» Task goal: Filter the records below down to the lines that include the string "green". Case counts.

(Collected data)
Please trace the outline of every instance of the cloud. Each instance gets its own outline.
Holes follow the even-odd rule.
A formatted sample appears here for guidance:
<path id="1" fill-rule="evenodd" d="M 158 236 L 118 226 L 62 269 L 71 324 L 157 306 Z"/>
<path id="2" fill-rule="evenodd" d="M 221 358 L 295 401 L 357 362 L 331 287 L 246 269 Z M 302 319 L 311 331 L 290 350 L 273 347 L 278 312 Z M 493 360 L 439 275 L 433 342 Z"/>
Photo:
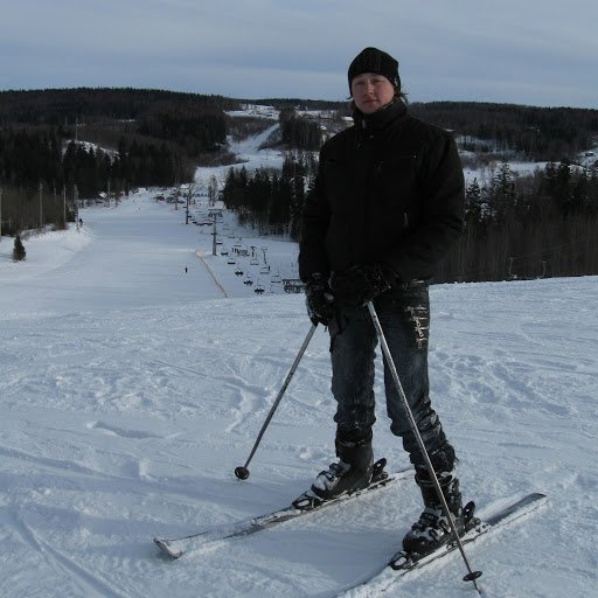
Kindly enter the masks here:
<path id="1" fill-rule="evenodd" d="M 595 1 L 23 0 L 0 22 L 0 89 L 148 87 L 343 99 L 367 45 L 412 100 L 598 107 Z"/>

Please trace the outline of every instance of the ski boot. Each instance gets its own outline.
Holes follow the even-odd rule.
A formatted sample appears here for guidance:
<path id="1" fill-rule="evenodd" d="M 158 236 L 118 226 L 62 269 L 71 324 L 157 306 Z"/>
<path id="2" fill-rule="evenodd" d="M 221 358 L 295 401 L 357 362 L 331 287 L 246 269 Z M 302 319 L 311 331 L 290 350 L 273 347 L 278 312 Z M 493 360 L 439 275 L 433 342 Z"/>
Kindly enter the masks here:
<path id="1" fill-rule="evenodd" d="M 460 536 L 466 531 L 466 520 L 469 515 L 463 512 L 459 480 L 452 472 L 443 472 L 437 477 Z M 420 557 L 448 542 L 454 538 L 454 534 L 428 471 L 417 468 L 415 481 L 421 490 L 425 508 L 419 519 L 403 538 L 403 550 Z"/>

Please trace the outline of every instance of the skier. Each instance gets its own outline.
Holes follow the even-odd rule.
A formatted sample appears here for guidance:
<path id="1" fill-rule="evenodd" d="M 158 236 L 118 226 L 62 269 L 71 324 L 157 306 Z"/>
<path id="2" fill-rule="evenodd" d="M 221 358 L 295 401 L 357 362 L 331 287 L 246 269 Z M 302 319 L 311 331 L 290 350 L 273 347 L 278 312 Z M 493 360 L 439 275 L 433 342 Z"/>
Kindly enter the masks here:
<path id="1" fill-rule="evenodd" d="M 429 282 L 463 228 L 464 183 L 447 132 L 411 116 L 398 63 L 366 48 L 348 72 L 353 126 L 325 143 L 306 200 L 300 276 L 309 316 L 328 327 L 338 461 L 316 478 L 324 499 L 367 487 L 373 463 L 374 302 L 414 418 L 457 528 L 455 451 L 429 396 Z M 414 466 L 424 509 L 403 539 L 424 554 L 450 527 L 396 388 L 385 367 L 390 430 Z"/>

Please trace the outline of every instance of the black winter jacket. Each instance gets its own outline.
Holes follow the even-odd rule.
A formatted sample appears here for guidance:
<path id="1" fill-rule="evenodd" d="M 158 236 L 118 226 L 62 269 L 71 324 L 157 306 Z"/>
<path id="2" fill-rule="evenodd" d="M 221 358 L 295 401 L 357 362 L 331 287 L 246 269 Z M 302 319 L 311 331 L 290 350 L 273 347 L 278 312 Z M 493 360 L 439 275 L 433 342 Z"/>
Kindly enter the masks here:
<path id="1" fill-rule="evenodd" d="M 463 170 L 451 135 L 400 100 L 322 146 L 304 207 L 299 275 L 379 264 L 428 279 L 463 229 Z"/>

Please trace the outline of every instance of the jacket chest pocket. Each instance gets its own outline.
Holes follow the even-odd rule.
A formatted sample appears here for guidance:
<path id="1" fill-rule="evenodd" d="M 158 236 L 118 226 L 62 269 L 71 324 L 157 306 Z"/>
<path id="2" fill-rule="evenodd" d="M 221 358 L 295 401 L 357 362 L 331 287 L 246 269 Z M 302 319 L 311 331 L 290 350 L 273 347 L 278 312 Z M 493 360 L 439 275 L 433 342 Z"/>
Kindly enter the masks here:
<path id="1" fill-rule="evenodd" d="M 417 154 L 389 155 L 376 161 L 372 194 L 386 206 L 404 209 L 417 195 L 419 159 Z"/>

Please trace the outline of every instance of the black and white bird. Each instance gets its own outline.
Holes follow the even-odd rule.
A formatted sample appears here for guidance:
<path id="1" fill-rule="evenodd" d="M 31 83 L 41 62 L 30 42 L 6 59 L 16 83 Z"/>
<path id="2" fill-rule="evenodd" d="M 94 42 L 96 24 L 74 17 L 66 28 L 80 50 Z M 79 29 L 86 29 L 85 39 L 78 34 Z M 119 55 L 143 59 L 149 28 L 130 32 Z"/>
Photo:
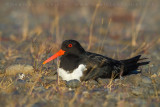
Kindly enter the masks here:
<path id="1" fill-rule="evenodd" d="M 48 58 L 43 64 L 61 56 L 57 69 L 63 80 L 87 81 L 97 78 L 124 76 L 137 70 L 139 66 L 149 64 L 140 59 L 141 55 L 127 60 L 114 60 L 100 54 L 87 52 L 76 40 L 65 40 L 59 52 Z M 141 60 L 141 62 L 139 62 Z M 142 62 L 143 61 L 143 62 Z"/>

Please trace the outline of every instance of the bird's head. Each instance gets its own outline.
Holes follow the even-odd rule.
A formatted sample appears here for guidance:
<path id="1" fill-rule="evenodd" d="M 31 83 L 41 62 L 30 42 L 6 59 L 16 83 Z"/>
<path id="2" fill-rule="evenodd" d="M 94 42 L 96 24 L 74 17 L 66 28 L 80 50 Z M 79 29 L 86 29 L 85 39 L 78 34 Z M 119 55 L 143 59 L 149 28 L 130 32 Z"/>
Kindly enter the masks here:
<path id="1" fill-rule="evenodd" d="M 53 56 L 51 56 L 50 58 L 48 58 L 46 61 L 43 62 L 43 64 L 46 64 L 48 62 L 50 62 L 51 60 L 54 60 L 55 58 L 62 56 L 62 55 L 82 55 L 83 53 L 85 53 L 85 50 L 83 49 L 83 47 L 80 45 L 79 42 L 77 42 L 76 40 L 65 40 L 62 43 L 61 49 L 54 54 Z"/>

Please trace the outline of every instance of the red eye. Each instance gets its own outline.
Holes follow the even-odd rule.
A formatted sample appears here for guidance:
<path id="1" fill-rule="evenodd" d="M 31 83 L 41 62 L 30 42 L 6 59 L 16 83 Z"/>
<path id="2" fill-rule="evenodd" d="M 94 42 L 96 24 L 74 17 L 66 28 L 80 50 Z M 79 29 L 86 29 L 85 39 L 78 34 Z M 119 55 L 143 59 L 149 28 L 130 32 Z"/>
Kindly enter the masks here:
<path id="1" fill-rule="evenodd" d="M 70 48 L 71 48 L 71 47 L 72 47 L 72 44 L 69 44 L 69 45 L 68 45 L 68 47 L 70 47 Z"/>

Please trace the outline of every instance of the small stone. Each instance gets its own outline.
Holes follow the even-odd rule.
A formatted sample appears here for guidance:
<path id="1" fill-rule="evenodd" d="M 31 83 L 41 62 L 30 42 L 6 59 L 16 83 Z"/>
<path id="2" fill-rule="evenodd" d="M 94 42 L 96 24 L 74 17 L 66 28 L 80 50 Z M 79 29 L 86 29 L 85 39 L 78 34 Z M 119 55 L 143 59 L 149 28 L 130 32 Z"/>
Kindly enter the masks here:
<path id="1" fill-rule="evenodd" d="M 151 84 L 152 83 L 152 80 L 148 77 L 143 77 L 142 78 L 142 82 L 145 83 L 145 84 Z"/>
<path id="2" fill-rule="evenodd" d="M 108 84 L 110 80 L 111 80 L 111 79 L 98 78 L 98 83 L 99 83 L 99 84 L 102 84 L 102 85 L 105 85 L 105 84 Z"/>
<path id="3" fill-rule="evenodd" d="M 142 95 L 142 93 L 143 93 L 143 90 L 141 89 L 141 88 L 134 88 L 134 89 L 132 89 L 132 94 L 134 94 L 134 95 Z"/>
<path id="4" fill-rule="evenodd" d="M 151 75 L 151 78 L 155 78 L 155 77 L 157 77 L 157 74 Z"/>
<path id="5" fill-rule="evenodd" d="M 88 97 L 88 96 L 89 96 L 89 92 L 88 92 L 88 91 L 84 91 L 84 92 L 82 93 L 82 95 L 83 95 L 84 97 Z"/>
<path id="6" fill-rule="evenodd" d="M 67 87 L 69 88 L 78 88 L 80 86 L 80 81 L 79 80 L 70 80 L 66 82 Z"/>

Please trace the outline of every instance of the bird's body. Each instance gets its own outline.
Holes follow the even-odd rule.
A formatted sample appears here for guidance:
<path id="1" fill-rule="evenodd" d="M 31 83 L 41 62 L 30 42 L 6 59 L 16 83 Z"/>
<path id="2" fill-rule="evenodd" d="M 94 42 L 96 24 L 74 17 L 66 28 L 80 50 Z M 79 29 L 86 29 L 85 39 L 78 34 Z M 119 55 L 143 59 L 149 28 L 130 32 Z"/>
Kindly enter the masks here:
<path id="1" fill-rule="evenodd" d="M 66 81 L 73 79 L 87 81 L 97 78 L 123 76 L 137 70 L 139 66 L 149 63 L 139 63 L 138 61 L 141 60 L 141 55 L 127 60 L 114 60 L 100 54 L 87 52 L 75 40 L 64 41 L 61 50 L 55 55 L 44 63 L 58 56 L 62 56 L 60 58 L 60 67 L 57 71 L 59 76 Z"/>

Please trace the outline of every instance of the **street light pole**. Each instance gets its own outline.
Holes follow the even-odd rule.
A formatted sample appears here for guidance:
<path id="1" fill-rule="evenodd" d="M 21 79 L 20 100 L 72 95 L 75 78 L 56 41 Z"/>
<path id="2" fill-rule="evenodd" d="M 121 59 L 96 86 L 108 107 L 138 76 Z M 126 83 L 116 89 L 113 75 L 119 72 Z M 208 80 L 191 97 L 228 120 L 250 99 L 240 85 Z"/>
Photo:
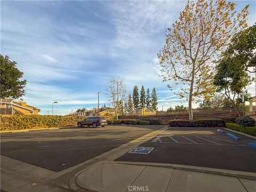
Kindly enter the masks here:
<path id="1" fill-rule="evenodd" d="M 100 93 L 98 92 L 98 116 L 100 116 Z"/>
<path id="2" fill-rule="evenodd" d="M 58 103 L 58 102 L 54 101 L 52 103 L 52 115 L 53 115 L 53 103 Z"/>

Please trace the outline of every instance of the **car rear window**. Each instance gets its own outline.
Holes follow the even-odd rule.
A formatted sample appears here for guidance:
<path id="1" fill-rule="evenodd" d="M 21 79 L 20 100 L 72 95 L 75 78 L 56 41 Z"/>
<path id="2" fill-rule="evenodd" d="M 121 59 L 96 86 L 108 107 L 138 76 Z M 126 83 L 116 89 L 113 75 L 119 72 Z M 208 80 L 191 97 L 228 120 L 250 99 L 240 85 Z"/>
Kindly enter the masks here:
<path id="1" fill-rule="evenodd" d="M 98 117 L 98 118 L 99 119 L 106 120 L 105 117 Z"/>

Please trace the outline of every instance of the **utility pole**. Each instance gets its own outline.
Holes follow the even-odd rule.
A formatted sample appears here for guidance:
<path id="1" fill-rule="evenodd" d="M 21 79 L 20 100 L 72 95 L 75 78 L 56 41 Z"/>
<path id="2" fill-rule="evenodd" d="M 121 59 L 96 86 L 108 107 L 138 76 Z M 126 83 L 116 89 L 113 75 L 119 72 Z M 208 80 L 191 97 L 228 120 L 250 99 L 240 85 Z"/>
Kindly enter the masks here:
<path id="1" fill-rule="evenodd" d="M 98 92 L 98 116 L 100 116 L 100 93 Z"/>
<path id="2" fill-rule="evenodd" d="M 124 105 L 123 105 L 123 101 L 122 100 L 122 121 L 124 121 Z M 142 109 L 143 111 L 143 109 Z"/>
<path id="3" fill-rule="evenodd" d="M 54 101 L 52 103 L 52 115 L 53 115 L 53 104 L 58 103 L 57 101 Z"/>

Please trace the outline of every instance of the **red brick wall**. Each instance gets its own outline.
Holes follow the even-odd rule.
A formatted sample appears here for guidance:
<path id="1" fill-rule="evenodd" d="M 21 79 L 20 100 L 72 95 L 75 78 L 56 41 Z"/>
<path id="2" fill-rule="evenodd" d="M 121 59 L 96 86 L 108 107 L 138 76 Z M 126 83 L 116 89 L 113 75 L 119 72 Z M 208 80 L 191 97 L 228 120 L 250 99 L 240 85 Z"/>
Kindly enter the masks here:
<path id="1" fill-rule="evenodd" d="M 193 112 L 194 119 L 207 118 L 220 118 L 229 122 L 234 121 L 238 115 L 236 111 L 230 111 L 229 110 L 215 111 Z M 122 119 L 122 117 L 119 116 L 118 119 Z M 182 113 L 174 113 L 171 114 L 156 115 L 148 116 L 130 115 L 124 116 L 124 119 L 159 119 L 162 125 L 167 125 L 168 121 L 171 119 L 188 119 L 188 112 Z"/>

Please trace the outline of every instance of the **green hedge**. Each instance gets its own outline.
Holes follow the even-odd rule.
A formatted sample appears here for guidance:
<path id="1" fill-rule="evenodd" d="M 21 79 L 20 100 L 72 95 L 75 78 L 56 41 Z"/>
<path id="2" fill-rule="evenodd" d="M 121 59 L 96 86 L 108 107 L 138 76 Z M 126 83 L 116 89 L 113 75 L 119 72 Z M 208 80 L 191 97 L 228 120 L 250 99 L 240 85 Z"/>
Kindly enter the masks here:
<path id="1" fill-rule="evenodd" d="M 256 136 L 256 127 L 244 126 L 236 123 L 226 123 L 227 128 L 238 131 L 242 133 Z"/>
<path id="2" fill-rule="evenodd" d="M 124 124 L 126 125 L 149 125 L 148 121 L 140 119 L 125 119 L 125 120 L 108 120 L 108 124 L 120 125 Z"/>
<path id="3" fill-rule="evenodd" d="M 238 125 L 246 126 L 254 126 L 255 121 L 250 116 L 244 117 L 237 117 L 236 119 L 235 123 Z"/>
<path id="4" fill-rule="evenodd" d="M 149 125 L 160 125 L 160 121 L 158 119 L 141 119 L 149 122 Z"/>
<path id="5" fill-rule="evenodd" d="M 171 127 L 220 127 L 225 126 L 226 122 L 223 119 L 172 119 L 168 121 Z"/>
<path id="6" fill-rule="evenodd" d="M 1 130 L 76 126 L 86 117 L 61 115 L 0 116 Z"/>

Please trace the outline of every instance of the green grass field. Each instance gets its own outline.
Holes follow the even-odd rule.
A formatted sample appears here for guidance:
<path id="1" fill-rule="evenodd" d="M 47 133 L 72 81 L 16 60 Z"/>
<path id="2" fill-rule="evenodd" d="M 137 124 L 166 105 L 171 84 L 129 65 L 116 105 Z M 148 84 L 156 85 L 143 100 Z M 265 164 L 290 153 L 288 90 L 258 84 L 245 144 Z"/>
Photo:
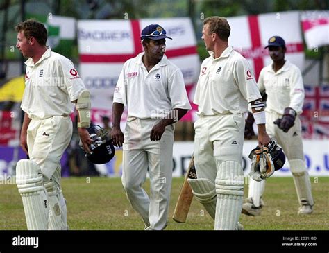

» Written solution:
Please trace the outline of every instance of the **green hedge**. Each instance gets its own outline.
Please trace the outline of every instance of the green grass field. Each instance gets its own outline.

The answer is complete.